§ Source text:
Additionally, as an organizer, you also want to “hit a home run,” as Jeff Shults likes to say. You want people to walk away feeling wonderful about themselves and about the group at large. As with baseball, you’re not going to hit a home run with every event, but you’re constantly hoping for it.    (JOX)

I think we hit a triple with our first sprint. We had great camaraderie and positive energy, everyone learned tons, and all of the participating projects made tangible progress. In fact, in the past few weeks, I learned that we made even greater progress with “catalyzing community collaboration” than even I had realized. Kieran Lal, Jan Muehlig, and Rashmi Sinha have all been developing tools for remote usability testing, a critical prerequisite for Open Source usability, where projects are usually distributed. (Our next sprint will most likely be a Remote Usability Sprint, tentatively scheduled for late Fall.) Mimi Yin‘s experiences at the first sprint helped form the seed for her most recent thinking for Chandler. Mimi’s informal discussions with Dave Greenberg at the first sprint influenced the most recent release of CiviCRM, and they worked together more closely this week. Most importantly, the many report-backs generated buzz in the community and helped bring in new talent, like Tony Chang and Jing Wu. There was also room to improve, though, and we incorporated some of that learning into this past sprint. All in all, people walked away feeling good.    (JOY)

§ Entries:
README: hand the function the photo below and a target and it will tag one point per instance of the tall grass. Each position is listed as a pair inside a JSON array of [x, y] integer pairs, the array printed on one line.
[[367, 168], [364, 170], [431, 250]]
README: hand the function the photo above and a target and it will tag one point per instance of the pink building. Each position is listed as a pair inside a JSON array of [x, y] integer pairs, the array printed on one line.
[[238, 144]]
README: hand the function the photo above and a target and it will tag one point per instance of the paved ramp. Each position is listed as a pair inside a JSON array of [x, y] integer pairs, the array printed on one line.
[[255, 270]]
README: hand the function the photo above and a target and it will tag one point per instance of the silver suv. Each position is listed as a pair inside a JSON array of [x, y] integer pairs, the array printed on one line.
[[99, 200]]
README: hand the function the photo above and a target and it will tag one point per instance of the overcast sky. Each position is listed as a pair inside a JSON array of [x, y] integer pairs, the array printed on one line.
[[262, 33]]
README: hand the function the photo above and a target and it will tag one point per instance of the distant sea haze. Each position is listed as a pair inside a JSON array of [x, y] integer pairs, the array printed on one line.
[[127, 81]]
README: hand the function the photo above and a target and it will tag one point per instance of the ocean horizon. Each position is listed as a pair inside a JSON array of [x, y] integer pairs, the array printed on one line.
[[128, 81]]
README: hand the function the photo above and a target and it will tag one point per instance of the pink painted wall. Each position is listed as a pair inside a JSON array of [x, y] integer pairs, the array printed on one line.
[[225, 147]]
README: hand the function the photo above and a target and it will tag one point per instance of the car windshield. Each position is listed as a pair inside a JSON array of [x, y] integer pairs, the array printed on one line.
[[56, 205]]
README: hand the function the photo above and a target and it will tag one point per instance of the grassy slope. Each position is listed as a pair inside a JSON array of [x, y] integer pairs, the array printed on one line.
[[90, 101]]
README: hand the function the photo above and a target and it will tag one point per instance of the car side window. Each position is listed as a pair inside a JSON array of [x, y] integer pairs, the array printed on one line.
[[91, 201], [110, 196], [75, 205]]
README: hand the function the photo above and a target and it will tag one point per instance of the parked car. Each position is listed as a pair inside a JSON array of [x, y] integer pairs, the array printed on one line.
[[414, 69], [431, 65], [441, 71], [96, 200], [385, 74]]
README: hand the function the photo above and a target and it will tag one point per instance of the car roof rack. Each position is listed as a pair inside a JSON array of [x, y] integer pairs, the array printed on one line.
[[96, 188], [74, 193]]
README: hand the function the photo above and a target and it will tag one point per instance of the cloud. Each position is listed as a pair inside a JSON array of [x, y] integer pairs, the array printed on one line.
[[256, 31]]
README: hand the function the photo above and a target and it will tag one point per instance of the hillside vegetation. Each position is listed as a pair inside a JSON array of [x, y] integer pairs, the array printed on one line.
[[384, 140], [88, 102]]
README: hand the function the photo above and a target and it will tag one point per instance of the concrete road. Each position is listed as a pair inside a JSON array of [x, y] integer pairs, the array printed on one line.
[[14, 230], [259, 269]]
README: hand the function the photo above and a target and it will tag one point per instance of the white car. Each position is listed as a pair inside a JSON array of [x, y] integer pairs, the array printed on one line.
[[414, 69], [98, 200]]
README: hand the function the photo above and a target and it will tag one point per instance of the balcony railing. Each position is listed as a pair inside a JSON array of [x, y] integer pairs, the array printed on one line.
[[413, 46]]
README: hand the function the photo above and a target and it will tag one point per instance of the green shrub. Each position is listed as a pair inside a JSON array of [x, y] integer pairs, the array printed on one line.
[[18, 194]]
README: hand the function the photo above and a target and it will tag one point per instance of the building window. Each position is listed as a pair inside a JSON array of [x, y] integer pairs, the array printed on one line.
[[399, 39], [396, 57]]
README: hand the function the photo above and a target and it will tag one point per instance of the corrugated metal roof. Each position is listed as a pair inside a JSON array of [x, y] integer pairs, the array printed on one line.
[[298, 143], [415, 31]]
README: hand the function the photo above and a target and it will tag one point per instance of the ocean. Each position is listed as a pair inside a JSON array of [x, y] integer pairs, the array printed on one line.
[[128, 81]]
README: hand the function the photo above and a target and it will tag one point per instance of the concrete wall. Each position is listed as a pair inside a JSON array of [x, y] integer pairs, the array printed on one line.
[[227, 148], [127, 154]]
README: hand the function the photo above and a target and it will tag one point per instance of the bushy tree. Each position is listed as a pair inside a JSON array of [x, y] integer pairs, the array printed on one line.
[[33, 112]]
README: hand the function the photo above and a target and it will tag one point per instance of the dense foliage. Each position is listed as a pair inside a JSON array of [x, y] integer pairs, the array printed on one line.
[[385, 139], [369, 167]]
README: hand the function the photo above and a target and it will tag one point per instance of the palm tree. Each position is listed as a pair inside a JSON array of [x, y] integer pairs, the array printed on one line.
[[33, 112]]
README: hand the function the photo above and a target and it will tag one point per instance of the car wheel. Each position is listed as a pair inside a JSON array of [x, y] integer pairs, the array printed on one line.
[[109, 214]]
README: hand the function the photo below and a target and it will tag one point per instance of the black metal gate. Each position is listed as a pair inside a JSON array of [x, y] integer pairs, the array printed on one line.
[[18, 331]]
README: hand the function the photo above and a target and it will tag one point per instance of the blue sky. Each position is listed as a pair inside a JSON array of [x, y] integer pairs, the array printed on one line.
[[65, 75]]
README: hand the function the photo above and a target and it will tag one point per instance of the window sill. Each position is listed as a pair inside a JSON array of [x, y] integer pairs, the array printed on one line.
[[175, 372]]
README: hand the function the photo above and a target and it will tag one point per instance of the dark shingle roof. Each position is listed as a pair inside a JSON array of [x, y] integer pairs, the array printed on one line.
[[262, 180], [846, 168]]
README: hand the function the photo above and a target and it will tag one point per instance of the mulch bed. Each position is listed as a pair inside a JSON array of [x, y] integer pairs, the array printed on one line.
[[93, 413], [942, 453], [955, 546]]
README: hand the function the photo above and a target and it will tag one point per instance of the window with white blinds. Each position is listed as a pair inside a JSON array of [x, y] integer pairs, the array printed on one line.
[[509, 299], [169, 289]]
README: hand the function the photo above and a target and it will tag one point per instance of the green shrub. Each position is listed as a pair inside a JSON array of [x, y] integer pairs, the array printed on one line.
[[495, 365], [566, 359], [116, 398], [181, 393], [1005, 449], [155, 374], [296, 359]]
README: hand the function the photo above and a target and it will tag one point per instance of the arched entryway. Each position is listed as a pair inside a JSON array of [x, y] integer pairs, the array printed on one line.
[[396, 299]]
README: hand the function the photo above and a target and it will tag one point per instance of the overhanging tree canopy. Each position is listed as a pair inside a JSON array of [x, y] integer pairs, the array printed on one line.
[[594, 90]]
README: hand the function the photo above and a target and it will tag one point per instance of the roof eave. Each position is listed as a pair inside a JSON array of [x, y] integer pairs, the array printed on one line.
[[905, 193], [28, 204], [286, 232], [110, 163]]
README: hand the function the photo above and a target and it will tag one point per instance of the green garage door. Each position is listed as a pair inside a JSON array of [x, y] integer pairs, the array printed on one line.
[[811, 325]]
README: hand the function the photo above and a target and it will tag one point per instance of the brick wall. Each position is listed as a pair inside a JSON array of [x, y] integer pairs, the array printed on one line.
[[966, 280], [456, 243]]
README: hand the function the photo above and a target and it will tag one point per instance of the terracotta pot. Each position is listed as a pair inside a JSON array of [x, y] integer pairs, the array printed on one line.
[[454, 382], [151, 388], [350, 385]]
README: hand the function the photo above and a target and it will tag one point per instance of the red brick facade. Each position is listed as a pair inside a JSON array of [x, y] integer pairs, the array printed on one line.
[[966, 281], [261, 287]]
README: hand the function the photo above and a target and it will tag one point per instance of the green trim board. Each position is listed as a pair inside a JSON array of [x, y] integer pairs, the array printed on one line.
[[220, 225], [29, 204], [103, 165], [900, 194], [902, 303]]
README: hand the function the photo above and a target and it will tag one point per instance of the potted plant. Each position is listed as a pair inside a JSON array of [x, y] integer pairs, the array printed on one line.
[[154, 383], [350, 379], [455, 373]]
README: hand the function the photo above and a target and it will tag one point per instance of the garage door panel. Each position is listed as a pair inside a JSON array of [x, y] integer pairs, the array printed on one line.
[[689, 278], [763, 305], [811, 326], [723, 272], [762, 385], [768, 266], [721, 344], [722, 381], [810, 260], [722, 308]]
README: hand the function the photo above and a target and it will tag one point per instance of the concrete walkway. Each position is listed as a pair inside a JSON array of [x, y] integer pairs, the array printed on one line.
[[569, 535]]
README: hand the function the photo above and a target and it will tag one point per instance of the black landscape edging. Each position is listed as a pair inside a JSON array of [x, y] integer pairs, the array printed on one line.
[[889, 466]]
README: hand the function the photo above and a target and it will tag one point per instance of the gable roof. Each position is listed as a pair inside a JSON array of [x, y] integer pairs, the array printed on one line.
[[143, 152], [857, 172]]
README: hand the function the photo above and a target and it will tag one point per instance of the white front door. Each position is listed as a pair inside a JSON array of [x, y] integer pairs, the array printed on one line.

§ Requirement: Reproduce word for word the part of the sprint text above that opens with the words containing "Additionally, as an" and closes with "it.    (JOX)".

§ Response to this task:
Additionally, as an organizer, you also want to “hit a home run,” as Jeff Shults likes to say. You want people to walk away feeling wonderful about themselves and about the group at large. As with baseball, you’re not going to hit a home run with every event, but you’re constantly hoping for it.    (JOX)